Sonia, parisienne de 26 ans, maîtrise parfaitement ce petit jeu et en use de temps en temps : « J’ai plusieurs profils sur les réseaux sociaux, notamment un de “dominatrice”. Je vise des jeunes garçons qui ont peur que leurs copains se fichent d’eux ou alors les hommes mariés. C’est d’autant plus simple que ce sont eux qui me demandent de venir en webcam. Très vite, ils se plient à tous mes ordres. À quatre pattes, bougies dans le cul, rasage, masturbation… Ils font tout ce que je leur ordonne, puis vient le moment de passer à la caisse. Ils versent de petites sommes sur une cagnotte et cela se passe très bien. La plupart de mes contacts sont même excités par l’idée que je les fasse chanter. »
Les “victimes” de Sonia seraient donc consentantes… Des “dominatrices” en ont d’ailleurs fait une spécialité : « Certains soumis viennent me voir pour ce “service” ». Ils savent que je vais les faire chanter et qu’ils seront obligés de m’obéir et/ou de me payer pour que je ne diffuse pas leurs photos et leurs vidéos en fâcheuse posture. »
Ne pas céder aux arnaqueurs
L’arnaque à la webcam est en général très mal vécue. Les victimes sont souvent des adolescents qui s’exhibent devant la caméra par “amour” pour leur interlocuteur.trice. Il existe pourtant des signes qui doivent alerter. Si le niveau de français laisse à désirer, méfiance.
La plupart de ces arnaqueurs utilisent de faux profils et sont souvent basés en Indonésie. Ils utilisent des logiciels de traduction, avec de grosses fautes de français. Il ne faut donc pas se laisser appâter par une photo aguicheuse, le plus souvent elles sont volées sur Internet. La technique est simple pour savoir si une photo est volée, il suffit de la glisser dans la barre de recherche Google. En fonction du résultat, on sait à qui l’on a à faire. Ceux qui fuient ne risquent rien. Il suffit simplement de ne pas entretenir le contact. C’est d’ailleurs le meilleur conseil, après celui de se comporter sur le net comme dans la vraie vie. On ne se met pas nu et on ne se masturbe pas devant un inconnu dans la réalité. Alors pourquoi le faire sur le web ?

========

Consigne 1
D'après le texte sur l'arnaque à la webcam, dans quel pays la plupart de ces arnaqueurs sont-ils souvent basés ?
Consigne 2
Poursuivez, s'il vous plaît, le texte sur l'arnaque à la webcam après sa dernière phrase.
Les enregistrements ne jouent aucun rôle ici.

Données fournies

========

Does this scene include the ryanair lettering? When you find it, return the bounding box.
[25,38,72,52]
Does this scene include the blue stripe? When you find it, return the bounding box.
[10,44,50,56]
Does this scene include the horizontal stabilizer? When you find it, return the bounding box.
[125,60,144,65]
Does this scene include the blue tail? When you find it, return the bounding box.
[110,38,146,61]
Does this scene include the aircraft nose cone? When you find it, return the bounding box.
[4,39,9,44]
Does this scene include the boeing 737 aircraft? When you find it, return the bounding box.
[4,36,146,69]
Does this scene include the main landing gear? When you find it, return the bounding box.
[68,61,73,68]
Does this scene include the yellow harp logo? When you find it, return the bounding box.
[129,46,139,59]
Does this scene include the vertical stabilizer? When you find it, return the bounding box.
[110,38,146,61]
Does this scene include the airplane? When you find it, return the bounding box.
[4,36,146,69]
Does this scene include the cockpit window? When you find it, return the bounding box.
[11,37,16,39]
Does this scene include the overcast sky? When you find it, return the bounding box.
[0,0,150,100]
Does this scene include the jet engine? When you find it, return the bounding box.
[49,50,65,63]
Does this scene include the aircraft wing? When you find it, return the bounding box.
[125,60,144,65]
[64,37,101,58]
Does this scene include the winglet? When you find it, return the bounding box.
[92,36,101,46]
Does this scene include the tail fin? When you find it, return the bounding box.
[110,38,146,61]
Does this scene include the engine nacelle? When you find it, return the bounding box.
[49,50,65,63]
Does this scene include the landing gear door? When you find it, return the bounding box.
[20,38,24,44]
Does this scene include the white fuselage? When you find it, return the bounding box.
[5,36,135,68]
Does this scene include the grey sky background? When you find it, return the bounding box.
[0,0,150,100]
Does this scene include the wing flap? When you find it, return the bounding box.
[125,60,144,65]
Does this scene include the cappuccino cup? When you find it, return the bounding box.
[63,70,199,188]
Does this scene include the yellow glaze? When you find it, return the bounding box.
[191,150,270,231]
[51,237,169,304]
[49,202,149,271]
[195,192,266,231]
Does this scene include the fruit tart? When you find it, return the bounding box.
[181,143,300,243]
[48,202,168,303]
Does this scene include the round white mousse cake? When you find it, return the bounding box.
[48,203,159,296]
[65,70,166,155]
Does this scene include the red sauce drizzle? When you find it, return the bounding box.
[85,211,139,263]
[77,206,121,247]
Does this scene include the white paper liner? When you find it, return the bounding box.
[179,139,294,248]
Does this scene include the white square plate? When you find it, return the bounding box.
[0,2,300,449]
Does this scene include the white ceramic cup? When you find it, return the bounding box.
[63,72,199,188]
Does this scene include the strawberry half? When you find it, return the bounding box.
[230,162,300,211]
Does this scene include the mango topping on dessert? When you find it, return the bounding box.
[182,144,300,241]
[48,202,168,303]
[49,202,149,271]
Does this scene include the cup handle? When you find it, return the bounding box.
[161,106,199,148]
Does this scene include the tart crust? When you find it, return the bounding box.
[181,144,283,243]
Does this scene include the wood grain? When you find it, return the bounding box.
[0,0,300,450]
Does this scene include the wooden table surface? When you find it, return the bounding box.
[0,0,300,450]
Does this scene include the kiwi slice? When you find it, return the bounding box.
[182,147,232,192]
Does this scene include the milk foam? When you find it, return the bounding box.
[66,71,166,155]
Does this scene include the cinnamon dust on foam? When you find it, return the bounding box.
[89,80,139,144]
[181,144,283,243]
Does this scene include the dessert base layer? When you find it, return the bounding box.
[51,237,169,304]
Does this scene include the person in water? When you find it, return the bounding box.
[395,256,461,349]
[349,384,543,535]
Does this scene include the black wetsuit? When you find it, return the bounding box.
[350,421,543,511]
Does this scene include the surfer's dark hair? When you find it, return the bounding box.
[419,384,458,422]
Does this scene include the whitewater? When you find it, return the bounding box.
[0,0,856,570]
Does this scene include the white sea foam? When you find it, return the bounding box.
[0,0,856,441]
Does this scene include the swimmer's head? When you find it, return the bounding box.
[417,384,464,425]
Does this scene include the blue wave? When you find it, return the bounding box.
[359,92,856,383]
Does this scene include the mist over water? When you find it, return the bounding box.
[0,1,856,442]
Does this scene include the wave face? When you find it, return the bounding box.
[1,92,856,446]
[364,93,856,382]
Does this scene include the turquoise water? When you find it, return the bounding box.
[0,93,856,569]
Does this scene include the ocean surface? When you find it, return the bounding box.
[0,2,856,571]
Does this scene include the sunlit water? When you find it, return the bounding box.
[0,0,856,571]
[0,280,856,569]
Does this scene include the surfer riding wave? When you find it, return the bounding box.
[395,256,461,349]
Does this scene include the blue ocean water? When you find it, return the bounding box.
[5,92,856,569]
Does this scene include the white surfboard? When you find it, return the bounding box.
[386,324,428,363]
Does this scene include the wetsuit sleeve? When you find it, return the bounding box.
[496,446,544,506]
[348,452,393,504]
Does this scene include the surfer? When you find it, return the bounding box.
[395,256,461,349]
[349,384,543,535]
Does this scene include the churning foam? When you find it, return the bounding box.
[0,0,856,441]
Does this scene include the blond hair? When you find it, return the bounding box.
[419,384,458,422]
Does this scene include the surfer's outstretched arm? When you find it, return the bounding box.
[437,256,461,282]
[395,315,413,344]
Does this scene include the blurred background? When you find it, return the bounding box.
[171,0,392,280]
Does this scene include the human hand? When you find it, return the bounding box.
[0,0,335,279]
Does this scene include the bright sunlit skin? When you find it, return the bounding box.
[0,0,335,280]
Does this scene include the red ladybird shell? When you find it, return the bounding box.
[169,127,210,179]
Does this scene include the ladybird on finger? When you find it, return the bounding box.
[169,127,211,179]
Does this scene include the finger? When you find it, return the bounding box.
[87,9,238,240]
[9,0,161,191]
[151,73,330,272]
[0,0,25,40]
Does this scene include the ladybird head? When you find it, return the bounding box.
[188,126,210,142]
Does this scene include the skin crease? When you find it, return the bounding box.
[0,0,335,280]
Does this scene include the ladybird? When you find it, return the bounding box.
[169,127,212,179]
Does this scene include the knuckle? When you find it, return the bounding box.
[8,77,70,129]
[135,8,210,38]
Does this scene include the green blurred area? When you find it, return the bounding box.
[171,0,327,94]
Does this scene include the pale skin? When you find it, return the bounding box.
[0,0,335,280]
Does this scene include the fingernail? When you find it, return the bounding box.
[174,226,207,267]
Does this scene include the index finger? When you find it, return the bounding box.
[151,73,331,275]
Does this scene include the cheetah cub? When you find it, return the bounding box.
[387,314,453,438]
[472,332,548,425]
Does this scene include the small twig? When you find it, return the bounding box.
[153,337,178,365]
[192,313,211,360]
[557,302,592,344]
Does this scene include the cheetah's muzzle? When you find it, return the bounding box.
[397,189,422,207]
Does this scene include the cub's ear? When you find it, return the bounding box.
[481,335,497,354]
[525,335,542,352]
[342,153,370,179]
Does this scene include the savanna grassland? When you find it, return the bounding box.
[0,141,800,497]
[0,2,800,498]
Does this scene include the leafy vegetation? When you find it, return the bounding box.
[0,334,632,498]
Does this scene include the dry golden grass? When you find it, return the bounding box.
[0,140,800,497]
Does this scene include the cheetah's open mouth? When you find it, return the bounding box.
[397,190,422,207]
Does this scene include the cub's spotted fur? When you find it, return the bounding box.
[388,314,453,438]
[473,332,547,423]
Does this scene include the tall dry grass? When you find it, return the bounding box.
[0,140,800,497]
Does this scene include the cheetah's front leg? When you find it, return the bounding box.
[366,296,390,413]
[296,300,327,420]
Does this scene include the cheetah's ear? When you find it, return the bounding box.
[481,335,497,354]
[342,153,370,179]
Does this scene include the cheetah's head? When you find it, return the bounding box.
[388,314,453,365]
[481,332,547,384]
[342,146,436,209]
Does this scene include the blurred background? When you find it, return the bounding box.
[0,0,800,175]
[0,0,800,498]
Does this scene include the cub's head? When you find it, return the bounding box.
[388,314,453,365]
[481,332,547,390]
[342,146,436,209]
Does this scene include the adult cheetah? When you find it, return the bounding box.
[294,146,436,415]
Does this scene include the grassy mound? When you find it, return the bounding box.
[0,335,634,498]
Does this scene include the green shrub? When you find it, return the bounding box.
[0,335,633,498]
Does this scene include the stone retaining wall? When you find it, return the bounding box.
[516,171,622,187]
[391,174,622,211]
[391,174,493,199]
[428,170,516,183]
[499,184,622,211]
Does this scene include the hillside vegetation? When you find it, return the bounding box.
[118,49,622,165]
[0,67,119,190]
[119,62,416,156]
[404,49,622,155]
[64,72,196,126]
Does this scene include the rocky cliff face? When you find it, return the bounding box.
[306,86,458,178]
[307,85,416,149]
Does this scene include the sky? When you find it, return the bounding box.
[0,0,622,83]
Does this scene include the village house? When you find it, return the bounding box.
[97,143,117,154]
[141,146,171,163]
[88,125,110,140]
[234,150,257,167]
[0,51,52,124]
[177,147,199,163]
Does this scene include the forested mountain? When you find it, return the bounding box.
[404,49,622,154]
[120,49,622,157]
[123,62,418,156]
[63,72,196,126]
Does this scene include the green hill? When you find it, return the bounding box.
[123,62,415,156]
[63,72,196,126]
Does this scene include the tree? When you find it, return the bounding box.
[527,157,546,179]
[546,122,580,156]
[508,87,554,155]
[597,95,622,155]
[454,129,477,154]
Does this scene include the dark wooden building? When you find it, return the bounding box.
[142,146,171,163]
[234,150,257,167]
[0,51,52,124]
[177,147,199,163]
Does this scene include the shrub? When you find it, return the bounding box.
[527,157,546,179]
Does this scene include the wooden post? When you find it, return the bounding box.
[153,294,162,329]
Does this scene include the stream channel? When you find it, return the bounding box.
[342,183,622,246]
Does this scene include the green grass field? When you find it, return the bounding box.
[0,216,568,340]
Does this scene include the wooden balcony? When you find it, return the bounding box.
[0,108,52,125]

========

Réponse 1
Ils sont souvent basés en Indonésie.

Réponse 2
Pour celles et ceux qui seraient malgré tout tombés dans le piège, les spécialistes conseillent de ne jamais accepter le chantage. Jean-Claude, capitaine de gendarmerie, combat au sein de son équipe la cybercriminalité en Ile-de-France. Il rappelle le comportement à adopter : « Il faut abandonner toute discussion et supprimer le contact. Ces arnaqueurs travaillent sur le volume et, le plus souvent, n’ont pas de temps à perdre, quand ils constatent que cela ne fonctionne pas, ils passent à une autre victime. Il est tout de même plus prudent de prévenir vos contacts que votre compte a été piraté et qu’ils risquent de recevoir des photos étranges. » Parmi les techniques repérées par Jean-Claude et son unité, celle du logiciel qui bloque le téléphone : « Le principe est entièrement automatisé. La victime télécharge une application qu’elle croit être pour “adulte”. Cette dernière bloque automatiquement le téléphone. Il faut ensuite payer pour le débloquer… »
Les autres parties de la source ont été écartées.